╭──

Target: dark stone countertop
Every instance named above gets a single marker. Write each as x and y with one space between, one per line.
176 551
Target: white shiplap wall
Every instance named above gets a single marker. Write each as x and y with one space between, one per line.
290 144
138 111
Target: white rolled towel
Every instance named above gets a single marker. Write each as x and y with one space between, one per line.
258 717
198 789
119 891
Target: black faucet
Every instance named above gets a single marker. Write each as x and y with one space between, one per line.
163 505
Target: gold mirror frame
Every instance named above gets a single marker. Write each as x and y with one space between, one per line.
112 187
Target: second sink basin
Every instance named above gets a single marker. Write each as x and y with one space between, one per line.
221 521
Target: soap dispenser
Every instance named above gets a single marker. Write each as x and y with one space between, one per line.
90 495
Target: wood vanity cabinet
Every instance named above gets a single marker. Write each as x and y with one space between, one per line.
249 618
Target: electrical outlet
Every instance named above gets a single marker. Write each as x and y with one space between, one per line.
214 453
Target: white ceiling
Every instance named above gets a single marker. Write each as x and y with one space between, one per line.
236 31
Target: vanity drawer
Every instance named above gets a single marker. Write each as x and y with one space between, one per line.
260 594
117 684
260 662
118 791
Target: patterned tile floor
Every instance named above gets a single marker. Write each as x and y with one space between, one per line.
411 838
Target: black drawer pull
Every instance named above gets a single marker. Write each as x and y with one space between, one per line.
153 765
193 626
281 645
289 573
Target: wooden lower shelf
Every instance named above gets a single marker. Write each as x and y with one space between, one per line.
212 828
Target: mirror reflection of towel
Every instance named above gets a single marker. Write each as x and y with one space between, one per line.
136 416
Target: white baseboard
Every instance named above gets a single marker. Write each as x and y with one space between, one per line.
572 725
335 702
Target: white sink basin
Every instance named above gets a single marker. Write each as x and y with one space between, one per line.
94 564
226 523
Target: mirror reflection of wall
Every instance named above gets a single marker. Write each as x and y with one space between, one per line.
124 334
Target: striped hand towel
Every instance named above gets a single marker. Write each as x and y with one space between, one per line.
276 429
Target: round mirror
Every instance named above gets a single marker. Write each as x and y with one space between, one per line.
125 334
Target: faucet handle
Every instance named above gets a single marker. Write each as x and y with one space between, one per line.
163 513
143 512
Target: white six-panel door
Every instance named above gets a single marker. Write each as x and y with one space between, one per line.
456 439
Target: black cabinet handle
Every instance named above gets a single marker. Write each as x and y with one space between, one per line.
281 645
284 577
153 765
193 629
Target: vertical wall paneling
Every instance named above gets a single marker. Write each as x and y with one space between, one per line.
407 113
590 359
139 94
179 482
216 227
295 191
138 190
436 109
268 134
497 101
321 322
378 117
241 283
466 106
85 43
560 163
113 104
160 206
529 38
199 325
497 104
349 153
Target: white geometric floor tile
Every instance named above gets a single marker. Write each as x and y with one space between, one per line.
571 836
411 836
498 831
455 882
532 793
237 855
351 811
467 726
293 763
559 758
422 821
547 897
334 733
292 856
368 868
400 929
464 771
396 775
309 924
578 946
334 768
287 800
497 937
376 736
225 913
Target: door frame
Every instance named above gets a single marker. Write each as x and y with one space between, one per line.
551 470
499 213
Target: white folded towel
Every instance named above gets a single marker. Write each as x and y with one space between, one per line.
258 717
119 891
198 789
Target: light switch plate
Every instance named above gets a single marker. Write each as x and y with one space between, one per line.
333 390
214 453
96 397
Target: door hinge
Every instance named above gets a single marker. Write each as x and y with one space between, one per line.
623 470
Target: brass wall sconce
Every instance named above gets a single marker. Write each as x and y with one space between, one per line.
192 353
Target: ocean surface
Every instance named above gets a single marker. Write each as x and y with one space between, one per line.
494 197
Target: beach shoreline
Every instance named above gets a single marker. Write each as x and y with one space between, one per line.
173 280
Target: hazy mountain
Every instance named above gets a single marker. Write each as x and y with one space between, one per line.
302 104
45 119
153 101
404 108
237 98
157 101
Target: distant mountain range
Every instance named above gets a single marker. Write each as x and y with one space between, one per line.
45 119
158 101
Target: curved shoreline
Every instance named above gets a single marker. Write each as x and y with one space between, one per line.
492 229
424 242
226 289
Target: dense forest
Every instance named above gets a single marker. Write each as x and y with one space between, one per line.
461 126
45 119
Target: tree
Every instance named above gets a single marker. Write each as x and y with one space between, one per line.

╰──

• Directions for this task:
Exact output of every entry is required.

• Answer to this exercise:
Target: dark stone countertop
Every instance named above gets a single marker. Write each as x and y with one space between, one per line.
176 551
Target: white shiplap wall
Every instance named above gets a single marker. Write each as x and y with one space between, one per line.
290 144
138 111
Target: white rolled towel
Every instance named above gets a single marker. Write each as x and y with one space between, one per line.
258 717
198 789
119 891
Target: black faucet
Every instance named above gets a single marker. Write each as x and y with one space between, one per line.
163 505
Target: gold mirror frame
Every instance named above gets a single marker. Write each as x and y with one space between, one per line.
112 187
Target: second sink basin
Every instance named above gets a single marker. Write each as x and y with one space between, one per line.
221 521
Target: soap dispenser
Every instance named above gets a single marker. Write each as x and y with one space between, one per line.
90 495
Target: wood vanity cabinet
Every instance named above gets a single marker. Write each as x and y with one space between, one per line.
249 618
Target: electrical outlet
Every instance named above gets a single marker. Write each as x and y with one space between, one per line.
214 453
Target: white ceiling
Every instance named above gets a single marker. Write each as x and y with one space between, one per line.
236 31
Target: vanity drawer
Every instance named above gets a single marker. Write each as x and y with one space between, one per line.
260 594
117 684
260 662
118 791
Target: patterned tile floor
Every instance named above gets a single marker. Write each as x and y with one space between, one per line.
411 838
Target: black drawer pull
Every instance named above gets a single marker. Write each as x and y with one space between, one per line.
153 765
193 626
281 645
289 573
Target: wooden lower shelf
Every instance named above gets a single marker. Write each as x and y with one space between, one per line.
212 828
Target: mirror reflection of towel
Every instance named above gets a single marker. Write each as x and y with one space between, one per line.
136 416
Target: white baseboard
Every instance named above gets a single marker. Write each as x and y with one space between, one per line.
572 725
335 702
Target: white sink basin
Every instance named above gets a single marker. Write each as x and y with one space between, one per line.
94 564
226 523
Target: mirror reflection of wall
Every instance named above gets a single marker. Write each as x and y with one space between, one per line.
124 334
Target: striped hand towel
Every instance named above gets a single marker. Write each as x and y with one space between, one per line.
276 429
Target: round mirror
Every instance named above gets a single marker. Write each as x and y with one space between, one per line.
125 334
Target: faucet handle
Every instance named above gets a single marker. Write each as x and y with one space between, one per line.
163 513
143 512
Target: white six-panel door
Every instance named above gets a single marker. Write each as x and y with one space between, one per line.
456 439
Target: black cabinet handle
Every instance named above gets a single marker. Write each as x and y with one space between, one per line.
281 645
284 577
153 765
193 629
Target: vertical wall paneling
Every instance named above gets a single marker. Write each as x and y with one space between, one per line.
407 113
590 359
139 94
179 482
216 227
295 191
138 190
436 109
268 134
497 101
321 322
378 117
241 283
466 106
85 43
560 163
113 104
160 206
529 38
199 325
497 104
349 153
Target: white geometric floor tile
Every instance named above gets a single marker. Write each as x and y with one space between, one per line.
571 836
411 836
498 831
455 882
532 793
237 855
351 811
467 726
293 763
559 758
422 821
547 897
334 733
292 856
368 868
400 929
464 771
396 775
309 924
578 946
334 768
287 800
497 937
376 736
225 913
Target: door frame
Every instance named above gets a single marker. Write each as x and y with one space between, one per line.
551 470
499 213
Target: white folded towel
Every instance named above gets a single marker. Write each as x and y with one space between, one per line.
258 717
119 891
198 789
Target: light switch plate
Every instance named above gets a single marker. Write each as x and y with one space between, one per line.
333 390
214 453
96 397
Target: door hinge
Every instance named above gets a single marker. Write each as x and y with one space between, one per line.
623 470
Target: brass wall sconce
Every instance named above gets a single marker. Write each as x and y with one space between, one per line.
192 353
Target: ocean surface
Every instance named above gets a single marker. Write each as x and y with one space between, one per line.
494 197
Target: beach shoreline
Every instance named above gets a single marker. Write each as x and y with one space between, one per line.
173 280
Target: hazy mountain
Every instance named above gets a single marker. Write each as x and y with one space between, one per line.
302 104
45 119
153 101
404 108
237 98
157 101
Target: distant mountain range
Every instance named above gets a single marker. Write each as x and y with one space between, one per line.
45 119
158 101
Target: curved shoreline
Every instance named above gets a single marker. Write each as x and y with one space between, one per line.
492 229
424 242
226 289
Target: dense forest
Every instance named above gets a single marker. Write each as x and y with one space between, one per line.
461 126
45 119
Target: tree
Every instance named above gets a single marker. Write each as x and y with one space between, one per line.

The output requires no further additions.